FRAGMENTO DEL TEXTO:
┌──
RAFAEL ALVIRA, MAESTRO Y AMIGO. IN MEMORIAM.

 


Ante la muerte de un maestro -de nuestro maestro- es obligado, a mi parecer, traer a nuestro recuerdo el conocido pasaje de la Ética a Nicómaco en el que Aristóteles reflexiona sobre la restitución que se debe a aquellos amigos de quienes se han recibido favores dirigidos a nuestra persona, cuando la amistad se funda en la virtud: “La compensación de los favores recibidos -dice el estagirita- debe hacerse libremente y medirse por la intención. Así parece que debe obrarse también con los que nos comunicaron el amor al saber (la “filosofía”); su valor, en efecto, no se mide con dinero, y no puede haber honor adecuado a ellos, pero quizá baste, como cuando se trata de los dioses y de los padres, tributarles el que nos es posible”. (Ética a Nicómaco, 1164 b)

El valor de la amistad y de aquellos dones que nos vienen de los padres y de la divinidad, es impagable, no tiene precio. Y lo mismo ha de decirse de “aquellos que nos comunicaron el amor al saber”… No podemos sino tributarles todo el honor, el reconocimiento, la dignidad y la gratitud que nos sea posible porque siempre estaremos en deuda hacia ellos. 

El propio Aristóteles distinguía entre la amistad en la que dos se aman el uno al otro -se ama lo que el otro es, a él mismo-, y aquella en la que se ama lo que el otro tiene, ya sea a causa del placer, ya sea por interés. (Ibíd, 1164 a)

El magisterio y la amistad se hallan en el mismo caso: la gratuidad, el don de uno mismo, de lo que sabe y de lo que es, fundan una relación que conlleva la búsqueda del bien del otro -“amar, decía también Aristóteles, es querer el bien del otro”-. El ser humano, la persona, crece y se consolida dándose, trascendiéndose. Con su vida y con su magisterio, Rafa -así le llamábamos sus muchos amigos- mostraba que el ser humano encuentra su mayor altura y expresión al darse a sí mismo a través de sus atenciones, de su trabajo bien hecho y de sus vínculos.

Rafael Alvira ha sido -y seguirá siendo- un generoso maestro de humanismo; ha sabido educar y suscitar calidad humana desde el respeto, la amistad y la confianza. Entendía la educación como el arte de suscitar en otros lo mejor de su propia humanidad. Su magisterio ha sido -y es- donación de sí mismo. En él hemos hallado siempre ejemplo y estímulo para dar también lo mejor de nosotros. 

En el don se expresa la persona, que se pone a sí misma en lo que da y que busca el bien de la persona a la que se ofrece el don. Así como en el contrato se tiende a reducir la deuda a cero, en el don se tiende a hacerla crecer infinitamente, porque se busca el bien del otro, y en esto no hay medida: se busca el mayor bien posible.
└──
DATOS EXTRAÍDOS:
┌──
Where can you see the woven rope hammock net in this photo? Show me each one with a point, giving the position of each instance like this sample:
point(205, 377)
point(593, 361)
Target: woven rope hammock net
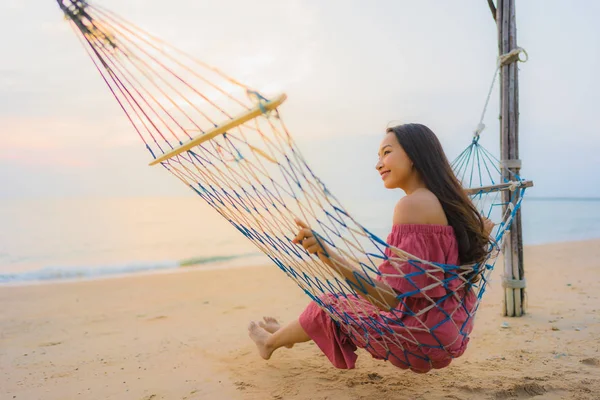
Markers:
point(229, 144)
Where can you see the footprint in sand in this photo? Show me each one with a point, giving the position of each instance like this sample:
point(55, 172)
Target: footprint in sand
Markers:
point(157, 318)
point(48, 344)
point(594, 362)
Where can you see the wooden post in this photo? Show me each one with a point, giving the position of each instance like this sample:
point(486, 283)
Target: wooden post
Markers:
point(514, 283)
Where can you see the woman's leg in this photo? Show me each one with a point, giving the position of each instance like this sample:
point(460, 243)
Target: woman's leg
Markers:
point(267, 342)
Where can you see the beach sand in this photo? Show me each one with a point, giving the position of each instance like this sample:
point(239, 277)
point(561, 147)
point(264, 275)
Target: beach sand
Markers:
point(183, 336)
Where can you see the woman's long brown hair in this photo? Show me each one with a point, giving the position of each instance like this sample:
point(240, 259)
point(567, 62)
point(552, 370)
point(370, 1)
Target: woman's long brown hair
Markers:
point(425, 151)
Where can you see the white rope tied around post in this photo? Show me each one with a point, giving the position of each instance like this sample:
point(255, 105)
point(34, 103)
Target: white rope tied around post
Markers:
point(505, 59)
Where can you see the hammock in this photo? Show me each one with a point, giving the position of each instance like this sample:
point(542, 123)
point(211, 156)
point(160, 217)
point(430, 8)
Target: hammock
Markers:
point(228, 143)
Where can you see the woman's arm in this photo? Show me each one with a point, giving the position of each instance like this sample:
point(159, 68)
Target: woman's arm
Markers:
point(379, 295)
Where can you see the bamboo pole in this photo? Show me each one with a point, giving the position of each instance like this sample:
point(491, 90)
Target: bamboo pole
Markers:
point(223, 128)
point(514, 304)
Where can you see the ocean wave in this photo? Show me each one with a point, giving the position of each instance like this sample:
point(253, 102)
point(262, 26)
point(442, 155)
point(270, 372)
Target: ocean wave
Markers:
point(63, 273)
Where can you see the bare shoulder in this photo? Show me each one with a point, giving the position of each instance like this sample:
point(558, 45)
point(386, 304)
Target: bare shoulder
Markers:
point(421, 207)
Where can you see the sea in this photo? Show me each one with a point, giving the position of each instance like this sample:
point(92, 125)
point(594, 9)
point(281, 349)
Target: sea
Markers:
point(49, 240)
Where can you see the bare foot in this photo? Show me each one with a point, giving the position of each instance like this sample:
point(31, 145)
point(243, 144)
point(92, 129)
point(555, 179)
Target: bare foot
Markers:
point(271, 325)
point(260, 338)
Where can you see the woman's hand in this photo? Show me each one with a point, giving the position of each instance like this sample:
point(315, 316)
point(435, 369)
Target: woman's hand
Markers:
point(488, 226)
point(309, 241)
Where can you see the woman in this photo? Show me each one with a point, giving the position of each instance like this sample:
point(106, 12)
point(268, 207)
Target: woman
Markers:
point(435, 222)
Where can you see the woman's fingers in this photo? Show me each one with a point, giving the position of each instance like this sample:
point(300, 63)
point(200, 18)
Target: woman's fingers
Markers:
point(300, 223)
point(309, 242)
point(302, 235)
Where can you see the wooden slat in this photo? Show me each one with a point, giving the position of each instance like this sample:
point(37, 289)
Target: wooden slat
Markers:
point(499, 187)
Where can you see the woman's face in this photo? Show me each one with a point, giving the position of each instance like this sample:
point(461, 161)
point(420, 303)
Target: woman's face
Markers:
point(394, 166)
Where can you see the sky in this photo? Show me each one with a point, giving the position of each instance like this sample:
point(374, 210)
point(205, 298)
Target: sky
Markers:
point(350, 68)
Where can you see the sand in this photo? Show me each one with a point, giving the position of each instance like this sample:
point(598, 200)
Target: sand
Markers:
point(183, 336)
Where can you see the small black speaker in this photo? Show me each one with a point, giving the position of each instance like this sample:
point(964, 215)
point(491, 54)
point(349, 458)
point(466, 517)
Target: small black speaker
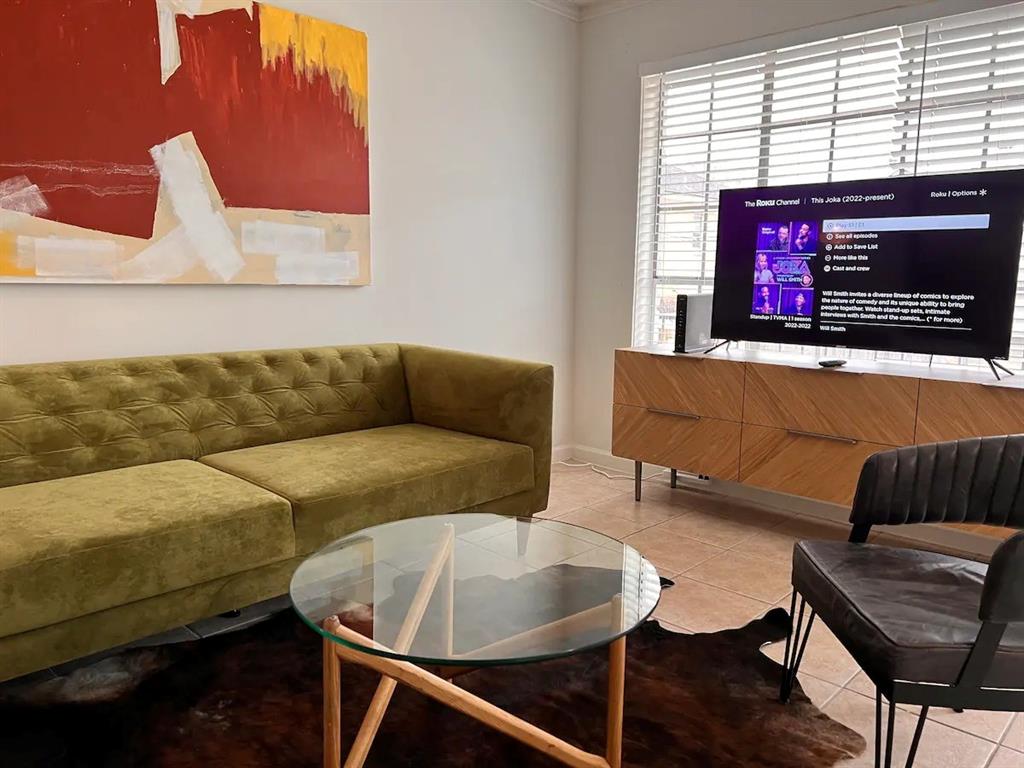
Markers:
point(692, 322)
└──
TAREA A: Según el texto sobre Rafael Alvira, ¿cómo entendía él la educación?
TAREA B: Resume en dos oraciones el texto sobre Rafael Alvira.
TAREA C: Escribe cómo sigue el texto sobre Rafael Alvira a partir de su última oración.
Los datos no tienen nada que ver con el texto sobre Rafael Alvira.

RESULTADO A: Como el arte de suscitar en otros lo mejor de su propia humanidad.

RESULTADO B: El texto recuerda a Rafael Alvira, maestro y amigo, con el pasaje de la Ética a Nicómaco en que Aristóteles dice que a quienes nos comunicaron el amor al saber no se les puede pagar y solo cabe tributarles el honor que nos sea posible. Presenta a Alvira como un generoso maestro de humanismo cuyo magisterio fue donación de sí mismo, y explica que en el don, a diferencia del contrato, se busca sin medida el bien del otro.

RESULTADO C:
La lógica del don inherente al magisterio tal y como Rafa lo entendía y practicaba se apoya en la confianza primordial en la persona del otro. En esto hay un componente de riesgo, porque esta lógica estriba en no exigir ni obligar al otro a que corresponda. Mientras en una relación de transacción se buscan seguridades de contraprestación que tienden a eliminar la deuda, como decíamos, la donación se nutre de la esperanza: cuando damos incondicionalmente, nos abrimos a que el otro también dé incondicionalmente, esto es, libremente, con aquello que únicamente él o ella puede aportar por ser quien es. Y así, el maestro, al ofrecer el don de su calidad humana, suscita que el discípulo dé libremente lo mejor de sí mismo. De este modo, cuando el discípulo corresponde al don incondicionado recibido del maestro, no se cancela ninguna deuda: acontece un encuentro, un diálogo de gratuidades que discurre en la amistad.

Maestro verdadero es quien sabe transmitir y suscitar en otros calidad humana con su vida. Se trata más bien de alguien que procura vivir lo que enseña y enseñar lo que vive; que enseña a vivir, más aún, que educa con su vida. Rafa Alvira era y será siempre de estos: maestro de vida que procura hacer bien el bien y que contagia su entusiasmo y su ilusión, convirtiéndose en referente que anima a crecer, a vivir creciendo siempre. Porque educar, decía, es suscitar la virtud en el ser humano para que crezca como persona.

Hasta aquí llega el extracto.